Stated task - Can you rewrite the rows below as a Markdown table with the columns No. and Line, giving each row its number and leaving out any blank lines?

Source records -
-*-

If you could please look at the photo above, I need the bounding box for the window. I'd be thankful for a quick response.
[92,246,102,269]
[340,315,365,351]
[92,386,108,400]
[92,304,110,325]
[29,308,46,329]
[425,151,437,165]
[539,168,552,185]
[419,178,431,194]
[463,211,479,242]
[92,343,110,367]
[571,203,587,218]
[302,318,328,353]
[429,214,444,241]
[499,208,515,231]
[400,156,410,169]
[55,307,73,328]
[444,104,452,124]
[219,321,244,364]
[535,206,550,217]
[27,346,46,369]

-*-

Solution to the exercise -
| No. | Line |
|---|---|
| 1 | If you could please look at the photo above, I need the bounding box for the window. I'd be thankful for a quick response. |
| 2 | [92,246,102,269] |
| 3 | [340,315,365,351] |
| 4 | [92,386,108,400] |
| 5 | [92,304,110,325] |
| 6 | [29,308,46,329] |
| 7 | [425,151,437,165] |
| 8 | [539,168,552,185] |
| 9 | [419,178,431,194] |
| 10 | [463,211,479,242] |
| 11 | [92,343,110,367] |
| 12 | [571,203,587,218] |
| 13 | [302,318,328,353] |
| 14 | [429,214,444,241] |
| 15 | [499,208,515,231] |
| 16 | [400,156,410,169] |
| 17 | [55,307,73,328] |
| 18 | [444,104,452,124] |
| 19 | [219,321,244,364] |
| 20 | [535,206,550,217] |
| 21 | [27,346,46,369] |